#### MATERIAL

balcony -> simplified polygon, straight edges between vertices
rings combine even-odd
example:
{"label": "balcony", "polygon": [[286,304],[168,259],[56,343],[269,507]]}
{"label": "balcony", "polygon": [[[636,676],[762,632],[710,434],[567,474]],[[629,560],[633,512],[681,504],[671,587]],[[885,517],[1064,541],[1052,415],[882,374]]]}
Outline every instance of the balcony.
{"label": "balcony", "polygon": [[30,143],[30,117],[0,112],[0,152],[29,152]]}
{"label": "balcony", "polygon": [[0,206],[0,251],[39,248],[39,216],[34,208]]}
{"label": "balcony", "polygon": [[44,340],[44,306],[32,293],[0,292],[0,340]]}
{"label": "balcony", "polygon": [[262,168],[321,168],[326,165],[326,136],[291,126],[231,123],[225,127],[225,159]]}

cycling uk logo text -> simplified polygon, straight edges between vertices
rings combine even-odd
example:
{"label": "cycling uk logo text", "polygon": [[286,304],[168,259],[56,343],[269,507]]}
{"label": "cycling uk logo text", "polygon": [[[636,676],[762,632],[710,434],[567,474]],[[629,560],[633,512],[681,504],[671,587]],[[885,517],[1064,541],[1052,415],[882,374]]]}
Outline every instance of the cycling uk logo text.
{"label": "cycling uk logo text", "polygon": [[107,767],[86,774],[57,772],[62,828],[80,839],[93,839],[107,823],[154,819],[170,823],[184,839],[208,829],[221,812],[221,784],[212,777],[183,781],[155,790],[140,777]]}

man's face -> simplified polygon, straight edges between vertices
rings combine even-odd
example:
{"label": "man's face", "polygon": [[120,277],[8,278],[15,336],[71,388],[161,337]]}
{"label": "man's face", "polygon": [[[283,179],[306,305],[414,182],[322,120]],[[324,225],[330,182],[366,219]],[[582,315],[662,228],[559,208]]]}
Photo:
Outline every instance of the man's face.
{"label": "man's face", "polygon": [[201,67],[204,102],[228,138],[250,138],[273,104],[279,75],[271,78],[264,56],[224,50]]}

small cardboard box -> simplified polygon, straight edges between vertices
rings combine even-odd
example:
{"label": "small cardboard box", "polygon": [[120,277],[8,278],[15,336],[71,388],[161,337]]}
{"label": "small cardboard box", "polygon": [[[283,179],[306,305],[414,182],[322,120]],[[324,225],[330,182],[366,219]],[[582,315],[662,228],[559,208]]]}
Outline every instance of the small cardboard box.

########

TASK INSTRUCTIONS. Render every line above as a JSON array of strings, one string per line, leaving out the blank lines.

SOLUTION TO THIS EXERCISE.
[
  "balcony -> simplified polygon, straight edges between vertices",
  "rings combine even-odd",
  "example:",
  "{\"label\": \"balcony\", \"polygon\": [[286,304],[168,259],[56,343],[269,507]]}",
  "{\"label\": \"balcony\", \"polygon\": [[[636,676],[762,632],[710,434],[567,474]],[[629,560],[633,512],[681,504],[671,587]],[[885,517],[1064,541],[1052,415],[882,374]]]}",
  "Outline every instance of the balcony.",
  "{\"label\": \"balcony\", \"polygon\": [[30,143],[30,117],[0,112],[0,152],[29,152]]}",
  "{\"label\": \"balcony\", \"polygon\": [[0,206],[0,251],[39,248],[39,216],[34,208]]}",
  "{\"label\": \"balcony\", \"polygon\": [[44,340],[44,306],[32,293],[0,292],[0,340]]}",
  "{\"label\": \"balcony\", \"polygon\": [[262,168],[321,168],[326,165],[326,136],[291,126],[231,123],[225,127],[225,159]]}",
  "cycling uk logo text -> simplified polygon, straight edges between vertices",
  "rings combine even-odd",
  "example:",
  "{\"label\": \"cycling uk logo text\", \"polygon\": [[286,304],[168,259],[56,343],[269,507]]}",
  "{\"label\": \"cycling uk logo text\", \"polygon\": [[[636,676],[762,632],[710,434],[567,474]],[[629,560],[633,512],[681,504],[671,587]],[[885,517],[1064,541],[1052,415],[882,374]]]}",
  "Outline every instance of the cycling uk logo text.",
  "{\"label\": \"cycling uk logo text\", \"polygon\": [[107,767],[86,774],[57,772],[62,828],[80,839],[93,839],[107,823],[154,819],[170,823],[184,839],[208,829],[221,812],[221,784],[212,777],[183,781],[155,790],[140,777]]}",
  "man's face -> simplified polygon, straight edges between vertices",
  "rings combine even-odd",
  "example:",
  "{\"label\": \"man's face\", \"polygon\": [[120,277],[8,278],[15,336],[71,388],[161,337]]}",
  "{\"label\": \"man's face\", \"polygon\": [[[283,179],[306,305],[414,182],[322,120]],[[324,225],[330,182],[366,219]],[[582,315],[662,228],[559,208]]]}",
  "Photo:",
  "Outline every instance of the man's face.",
  "{\"label\": \"man's face\", \"polygon\": [[201,67],[204,102],[228,138],[250,138],[273,104],[279,75],[271,78],[264,56],[224,50]]}",
  "small cardboard box -> simplified polygon, straight edges between vertices",
  "rings combine even-odd",
  "example:",
  "{\"label\": \"small cardboard box\", \"polygon\": [[120,277],[8,278],[15,336],[71,388],[161,337]]}",
  "{\"label\": \"small cardboard box\", \"polygon\": [[[283,179],[306,305],[414,182],[322,120]],[[324,225],[330,182],[366,219]],[[582,315],[662,228],[559,208]]]}",
  "Outline every instance of the small cardboard box."
]